- Stated goal: Revise the entries from their beginning through the line containing "top-left (370, 122), bottom-right (390, 176)", replacing "wicketkeeper" with "wicket-keeper" and leaving everything else unchanged. Omit the pictures from the revised lines.

- Rows:
*-*-*
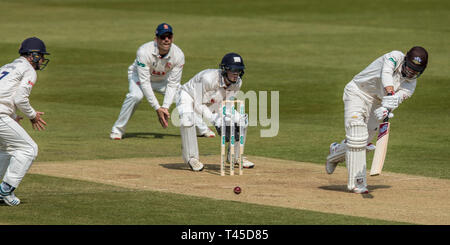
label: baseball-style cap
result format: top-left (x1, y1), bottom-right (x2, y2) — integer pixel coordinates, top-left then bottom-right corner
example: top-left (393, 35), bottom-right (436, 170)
top-left (155, 23), bottom-right (173, 37)
top-left (19, 37), bottom-right (49, 54)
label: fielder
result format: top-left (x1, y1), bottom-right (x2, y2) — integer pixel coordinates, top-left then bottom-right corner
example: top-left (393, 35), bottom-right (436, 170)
top-left (0, 37), bottom-right (49, 206)
top-left (176, 53), bottom-right (255, 171)
top-left (326, 46), bottom-right (428, 194)
top-left (110, 23), bottom-right (215, 140)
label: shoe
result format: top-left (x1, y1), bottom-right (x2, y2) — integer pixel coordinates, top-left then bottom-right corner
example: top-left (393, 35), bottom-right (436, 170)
top-left (109, 133), bottom-right (122, 140)
top-left (352, 187), bottom-right (369, 194)
top-left (325, 141), bottom-right (345, 174)
top-left (189, 158), bottom-right (204, 172)
top-left (242, 157), bottom-right (255, 168)
top-left (0, 183), bottom-right (20, 206)
top-left (234, 157), bottom-right (255, 168)
top-left (366, 143), bottom-right (377, 151)
top-left (2, 192), bottom-right (20, 206)
top-left (200, 128), bottom-right (216, 138)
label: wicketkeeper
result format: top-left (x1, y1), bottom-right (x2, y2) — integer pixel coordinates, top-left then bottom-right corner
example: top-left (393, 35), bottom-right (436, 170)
top-left (176, 53), bottom-right (255, 171)
top-left (0, 37), bottom-right (49, 206)
top-left (326, 46), bottom-right (428, 194)
top-left (110, 23), bottom-right (215, 140)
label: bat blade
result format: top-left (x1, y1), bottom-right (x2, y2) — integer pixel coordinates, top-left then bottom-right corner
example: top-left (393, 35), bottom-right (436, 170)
top-left (370, 122), bottom-right (390, 176)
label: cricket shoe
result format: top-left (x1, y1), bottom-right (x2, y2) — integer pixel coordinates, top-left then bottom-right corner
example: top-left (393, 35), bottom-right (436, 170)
top-left (232, 157), bottom-right (255, 168)
top-left (325, 140), bottom-right (347, 174)
top-left (242, 157), bottom-right (255, 168)
top-left (352, 187), bottom-right (369, 194)
top-left (109, 133), bottom-right (122, 140)
top-left (366, 143), bottom-right (377, 151)
top-left (0, 187), bottom-right (20, 206)
top-left (189, 158), bottom-right (204, 172)
top-left (200, 128), bottom-right (216, 138)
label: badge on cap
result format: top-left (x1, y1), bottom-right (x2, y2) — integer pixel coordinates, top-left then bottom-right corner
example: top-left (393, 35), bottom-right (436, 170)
top-left (412, 57), bottom-right (422, 65)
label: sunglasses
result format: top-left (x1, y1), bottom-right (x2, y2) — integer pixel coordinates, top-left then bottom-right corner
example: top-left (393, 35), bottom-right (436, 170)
top-left (158, 34), bottom-right (173, 40)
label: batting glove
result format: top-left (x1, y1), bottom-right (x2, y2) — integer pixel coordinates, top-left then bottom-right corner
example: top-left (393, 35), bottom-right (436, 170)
top-left (381, 95), bottom-right (400, 110)
top-left (374, 106), bottom-right (394, 121)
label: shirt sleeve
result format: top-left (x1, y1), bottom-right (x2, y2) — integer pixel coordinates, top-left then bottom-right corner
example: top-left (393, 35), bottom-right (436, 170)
top-left (136, 49), bottom-right (160, 110)
top-left (396, 80), bottom-right (417, 103)
top-left (381, 51), bottom-right (402, 88)
top-left (162, 54), bottom-right (184, 108)
top-left (14, 71), bottom-right (36, 119)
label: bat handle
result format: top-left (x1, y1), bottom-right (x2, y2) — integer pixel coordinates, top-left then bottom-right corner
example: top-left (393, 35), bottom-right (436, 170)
top-left (383, 92), bottom-right (392, 122)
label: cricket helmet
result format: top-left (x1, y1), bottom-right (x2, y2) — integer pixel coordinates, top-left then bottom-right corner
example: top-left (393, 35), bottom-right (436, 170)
top-left (219, 53), bottom-right (245, 78)
top-left (402, 46), bottom-right (428, 78)
top-left (19, 37), bottom-right (50, 70)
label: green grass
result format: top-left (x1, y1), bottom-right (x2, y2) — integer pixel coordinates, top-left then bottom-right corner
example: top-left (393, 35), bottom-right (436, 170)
top-left (0, 0), bottom-right (450, 224)
top-left (0, 174), bottom-right (405, 225)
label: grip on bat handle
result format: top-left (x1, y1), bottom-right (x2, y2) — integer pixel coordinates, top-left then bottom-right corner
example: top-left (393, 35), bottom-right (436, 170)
top-left (383, 92), bottom-right (392, 122)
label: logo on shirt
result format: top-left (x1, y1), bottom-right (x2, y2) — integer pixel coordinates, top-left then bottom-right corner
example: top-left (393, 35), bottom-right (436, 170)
top-left (152, 71), bottom-right (166, 76)
top-left (136, 60), bottom-right (145, 67)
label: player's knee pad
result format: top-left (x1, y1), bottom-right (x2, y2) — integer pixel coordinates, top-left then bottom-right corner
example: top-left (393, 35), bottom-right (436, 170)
top-left (345, 121), bottom-right (369, 148)
top-left (180, 125), bottom-right (199, 163)
top-left (345, 121), bottom-right (369, 190)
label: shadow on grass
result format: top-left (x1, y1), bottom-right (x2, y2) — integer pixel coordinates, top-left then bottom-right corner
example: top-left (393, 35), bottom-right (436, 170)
top-left (123, 132), bottom-right (180, 139)
top-left (160, 163), bottom-right (224, 175)
top-left (319, 185), bottom-right (391, 199)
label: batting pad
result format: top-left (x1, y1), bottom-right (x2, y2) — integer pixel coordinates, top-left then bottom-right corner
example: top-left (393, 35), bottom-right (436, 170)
top-left (345, 121), bottom-right (369, 191)
top-left (180, 126), bottom-right (199, 164)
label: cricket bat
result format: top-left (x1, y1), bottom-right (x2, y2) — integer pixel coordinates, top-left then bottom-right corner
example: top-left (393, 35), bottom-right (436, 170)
top-left (370, 105), bottom-right (390, 176)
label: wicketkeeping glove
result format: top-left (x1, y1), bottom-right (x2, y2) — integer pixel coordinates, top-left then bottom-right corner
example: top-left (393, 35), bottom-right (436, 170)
top-left (374, 106), bottom-right (394, 121)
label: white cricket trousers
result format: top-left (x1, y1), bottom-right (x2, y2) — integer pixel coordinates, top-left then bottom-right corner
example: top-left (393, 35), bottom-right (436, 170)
top-left (343, 81), bottom-right (379, 191)
top-left (111, 71), bottom-right (208, 135)
top-left (0, 114), bottom-right (38, 188)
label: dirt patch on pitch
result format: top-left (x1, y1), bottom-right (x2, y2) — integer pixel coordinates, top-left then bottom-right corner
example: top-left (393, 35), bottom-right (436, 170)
top-left (30, 156), bottom-right (450, 225)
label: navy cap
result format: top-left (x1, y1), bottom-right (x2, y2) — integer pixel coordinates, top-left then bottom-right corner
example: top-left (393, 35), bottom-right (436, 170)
top-left (155, 23), bottom-right (173, 37)
top-left (19, 37), bottom-right (49, 54)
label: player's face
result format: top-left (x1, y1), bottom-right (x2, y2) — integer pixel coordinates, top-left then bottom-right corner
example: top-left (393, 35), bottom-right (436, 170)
top-left (402, 65), bottom-right (419, 79)
top-left (156, 33), bottom-right (173, 54)
top-left (227, 70), bottom-right (239, 83)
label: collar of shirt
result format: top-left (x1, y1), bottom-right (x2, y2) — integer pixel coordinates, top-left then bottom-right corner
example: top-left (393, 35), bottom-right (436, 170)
top-left (152, 41), bottom-right (172, 59)
top-left (219, 75), bottom-right (241, 90)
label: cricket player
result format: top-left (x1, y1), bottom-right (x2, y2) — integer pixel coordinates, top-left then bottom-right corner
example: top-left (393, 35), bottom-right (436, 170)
top-left (326, 46), bottom-right (428, 194)
top-left (110, 23), bottom-right (215, 140)
top-left (0, 37), bottom-right (49, 206)
top-left (176, 53), bottom-right (255, 171)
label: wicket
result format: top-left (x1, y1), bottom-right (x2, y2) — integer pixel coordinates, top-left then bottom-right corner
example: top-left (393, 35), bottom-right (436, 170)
top-left (220, 100), bottom-right (245, 176)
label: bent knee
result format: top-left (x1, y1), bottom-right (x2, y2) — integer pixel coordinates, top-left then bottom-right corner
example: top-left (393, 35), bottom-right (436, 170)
top-left (345, 120), bottom-right (369, 148)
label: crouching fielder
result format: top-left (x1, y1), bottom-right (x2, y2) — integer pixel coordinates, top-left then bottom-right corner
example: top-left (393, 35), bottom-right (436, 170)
top-left (0, 37), bottom-right (49, 206)
top-left (176, 53), bottom-right (254, 171)
top-left (326, 46), bottom-right (428, 193)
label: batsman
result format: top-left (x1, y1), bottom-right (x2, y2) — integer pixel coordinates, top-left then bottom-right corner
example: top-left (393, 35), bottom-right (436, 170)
top-left (326, 46), bottom-right (428, 194)
top-left (175, 53), bottom-right (254, 171)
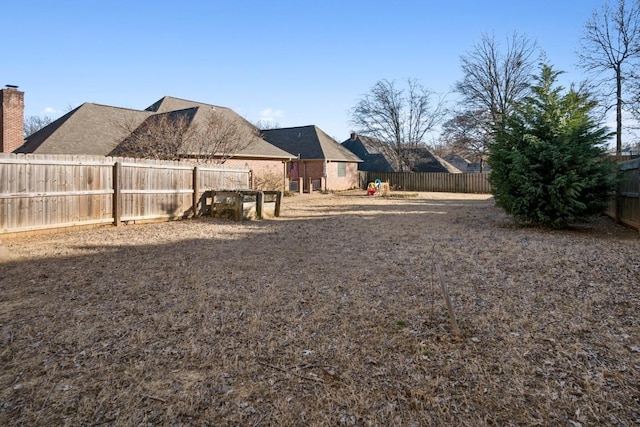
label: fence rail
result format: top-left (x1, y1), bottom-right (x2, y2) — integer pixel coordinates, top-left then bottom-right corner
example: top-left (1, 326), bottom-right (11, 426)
top-left (605, 159), bottom-right (640, 230)
top-left (0, 154), bottom-right (250, 234)
top-left (359, 172), bottom-right (491, 193)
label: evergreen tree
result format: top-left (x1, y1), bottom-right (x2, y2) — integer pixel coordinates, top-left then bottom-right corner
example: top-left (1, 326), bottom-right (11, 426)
top-left (489, 65), bottom-right (615, 228)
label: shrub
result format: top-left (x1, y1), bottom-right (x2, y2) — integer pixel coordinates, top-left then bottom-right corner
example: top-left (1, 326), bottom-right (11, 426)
top-left (489, 65), bottom-right (615, 228)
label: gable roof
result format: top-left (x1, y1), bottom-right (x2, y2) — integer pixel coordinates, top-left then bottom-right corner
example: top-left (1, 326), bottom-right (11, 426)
top-left (342, 133), bottom-right (400, 172)
top-left (412, 147), bottom-right (460, 173)
top-left (342, 132), bottom-right (460, 173)
top-left (262, 125), bottom-right (362, 162)
top-left (15, 103), bottom-right (152, 156)
top-left (15, 96), bottom-right (295, 160)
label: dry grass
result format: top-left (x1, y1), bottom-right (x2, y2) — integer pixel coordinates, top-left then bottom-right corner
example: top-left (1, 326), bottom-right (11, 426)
top-left (0, 192), bottom-right (640, 427)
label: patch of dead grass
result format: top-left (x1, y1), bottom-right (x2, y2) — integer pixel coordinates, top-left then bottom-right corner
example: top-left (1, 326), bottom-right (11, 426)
top-left (0, 192), bottom-right (640, 426)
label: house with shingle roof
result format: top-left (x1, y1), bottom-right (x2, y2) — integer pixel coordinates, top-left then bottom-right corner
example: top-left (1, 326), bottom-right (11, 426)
top-left (14, 96), bottom-right (295, 191)
top-left (262, 125), bottom-right (362, 192)
top-left (342, 132), bottom-right (460, 173)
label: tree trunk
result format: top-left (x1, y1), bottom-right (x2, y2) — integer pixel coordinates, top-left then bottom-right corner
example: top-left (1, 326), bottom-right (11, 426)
top-left (616, 65), bottom-right (622, 156)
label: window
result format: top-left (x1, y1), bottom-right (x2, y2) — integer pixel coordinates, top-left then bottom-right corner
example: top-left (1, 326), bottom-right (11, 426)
top-left (338, 162), bottom-right (347, 176)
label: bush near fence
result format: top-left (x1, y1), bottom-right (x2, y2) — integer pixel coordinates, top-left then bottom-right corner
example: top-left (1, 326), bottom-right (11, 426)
top-left (0, 154), bottom-right (250, 234)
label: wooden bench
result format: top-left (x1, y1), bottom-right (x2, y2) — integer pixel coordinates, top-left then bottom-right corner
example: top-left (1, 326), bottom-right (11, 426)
top-left (210, 190), bottom-right (282, 221)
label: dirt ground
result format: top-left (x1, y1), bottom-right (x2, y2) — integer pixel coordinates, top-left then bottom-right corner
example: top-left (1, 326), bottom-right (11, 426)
top-left (0, 191), bottom-right (640, 427)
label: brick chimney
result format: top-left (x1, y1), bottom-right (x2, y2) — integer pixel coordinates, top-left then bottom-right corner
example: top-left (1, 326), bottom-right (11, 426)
top-left (0, 85), bottom-right (24, 153)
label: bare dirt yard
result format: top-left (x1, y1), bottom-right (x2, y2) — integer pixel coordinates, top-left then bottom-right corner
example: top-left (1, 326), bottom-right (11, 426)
top-left (0, 191), bottom-right (640, 427)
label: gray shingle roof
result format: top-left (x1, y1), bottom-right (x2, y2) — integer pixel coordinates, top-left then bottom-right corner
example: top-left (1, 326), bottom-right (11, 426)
top-left (262, 125), bottom-right (362, 162)
top-left (16, 103), bottom-right (152, 156)
top-left (16, 96), bottom-right (295, 160)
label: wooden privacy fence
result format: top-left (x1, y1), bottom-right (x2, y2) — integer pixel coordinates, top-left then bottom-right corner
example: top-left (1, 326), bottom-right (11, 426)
top-left (358, 171), bottom-right (491, 193)
top-left (606, 159), bottom-right (640, 230)
top-left (0, 154), bottom-right (250, 234)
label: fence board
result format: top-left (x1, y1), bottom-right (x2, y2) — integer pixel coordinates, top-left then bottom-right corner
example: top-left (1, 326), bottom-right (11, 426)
top-left (605, 159), bottom-right (640, 230)
top-left (0, 154), bottom-right (250, 234)
top-left (359, 172), bottom-right (491, 193)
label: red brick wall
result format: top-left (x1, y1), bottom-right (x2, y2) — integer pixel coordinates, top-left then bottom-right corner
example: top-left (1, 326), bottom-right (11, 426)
top-left (0, 88), bottom-right (24, 153)
top-left (300, 160), bottom-right (358, 191)
top-left (224, 158), bottom-right (286, 190)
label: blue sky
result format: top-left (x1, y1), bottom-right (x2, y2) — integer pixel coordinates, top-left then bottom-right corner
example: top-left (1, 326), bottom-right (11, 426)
top-left (5, 0), bottom-right (604, 142)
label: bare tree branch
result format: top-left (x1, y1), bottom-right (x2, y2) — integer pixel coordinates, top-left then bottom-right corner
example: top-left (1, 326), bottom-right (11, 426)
top-left (455, 33), bottom-right (539, 126)
top-left (351, 79), bottom-right (446, 170)
top-left (579, 0), bottom-right (640, 154)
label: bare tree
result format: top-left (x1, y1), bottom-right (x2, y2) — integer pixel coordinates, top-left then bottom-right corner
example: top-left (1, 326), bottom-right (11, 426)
top-left (455, 33), bottom-right (539, 127)
top-left (111, 107), bottom-right (259, 163)
top-left (24, 116), bottom-right (53, 138)
top-left (183, 107), bottom-right (260, 163)
top-left (351, 79), bottom-right (446, 171)
top-left (579, 0), bottom-right (640, 155)
top-left (110, 109), bottom-right (195, 160)
top-left (441, 110), bottom-right (492, 172)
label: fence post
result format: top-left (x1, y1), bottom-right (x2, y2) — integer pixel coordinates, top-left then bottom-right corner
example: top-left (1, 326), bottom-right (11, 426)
top-left (273, 191), bottom-right (282, 217)
top-left (191, 166), bottom-right (199, 218)
top-left (112, 162), bottom-right (122, 227)
top-left (256, 191), bottom-right (264, 219)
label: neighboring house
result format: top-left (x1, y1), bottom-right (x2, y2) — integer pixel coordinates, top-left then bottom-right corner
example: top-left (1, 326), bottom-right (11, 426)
top-left (14, 96), bottom-right (295, 191)
top-left (342, 132), bottom-right (460, 173)
top-left (262, 125), bottom-right (362, 192)
top-left (342, 133), bottom-right (400, 172)
top-left (443, 154), bottom-right (489, 173)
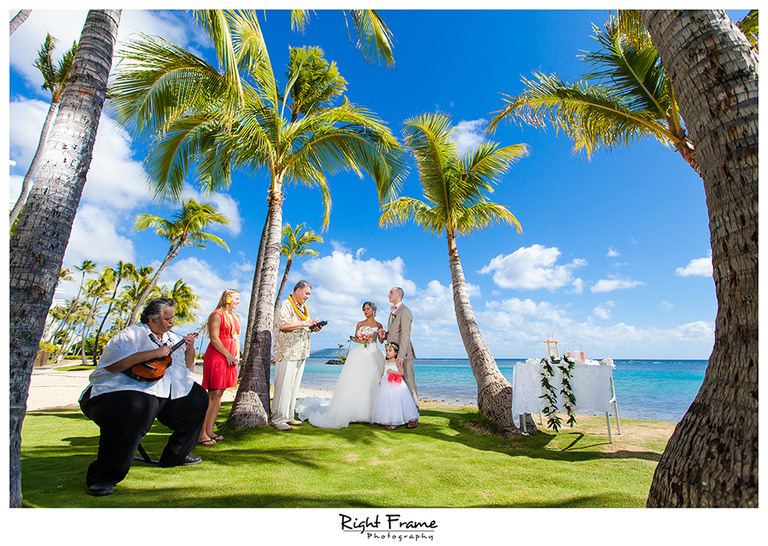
*-*-*
- Reply to the task:
label: baseball-style cap
result format: top-left (x1, y1), bottom-right (x2, y2) — integer pixel coordinates, top-left then bottom-right corner
example: top-left (393, 35), bottom-right (436, 170)
top-left (155, 23), bottom-right (173, 37)
top-left (19, 37), bottom-right (49, 54)
label: fielder
result format: top-left (x1, y1), bottom-right (x2, y2) — integer pixel coordinates, top-left then bottom-right corner
example: top-left (393, 35), bottom-right (436, 170)
top-left (0, 37), bottom-right (49, 206)
top-left (176, 53), bottom-right (255, 171)
top-left (326, 46), bottom-right (428, 194)
top-left (110, 23), bottom-right (215, 140)
label: shoe
result format: top-left (x1, y1), bottom-right (x2, y2) — integer pixel coordinates, top-left then bottom-right corner
example: top-left (393, 35), bottom-right (436, 170)
top-left (109, 133), bottom-right (122, 140)
top-left (352, 187), bottom-right (369, 194)
top-left (325, 141), bottom-right (345, 174)
top-left (189, 158), bottom-right (204, 172)
top-left (242, 157), bottom-right (255, 168)
top-left (0, 183), bottom-right (20, 206)
top-left (234, 157), bottom-right (255, 168)
top-left (366, 143), bottom-right (377, 151)
top-left (2, 192), bottom-right (20, 206)
top-left (200, 128), bottom-right (216, 138)
label: wicket-keeper
result format: top-left (x1, y1), bottom-right (x2, y2) — integer pixel coordinates, top-left then bottom-right corner
example: top-left (393, 35), bottom-right (436, 170)
top-left (176, 53), bottom-right (255, 171)
top-left (0, 37), bottom-right (49, 206)
top-left (326, 46), bottom-right (428, 194)
top-left (110, 23), bottom-right (215, 140)
label: bat blade
result format: top-left (x1, y1), bottom-right (x2, y2) — integer pixel coordinates, top-left then bottom-right corner
example: top-left (393, 35), bottom-right (436, 170)
top-left (370, 122), bottom-right (390, 176)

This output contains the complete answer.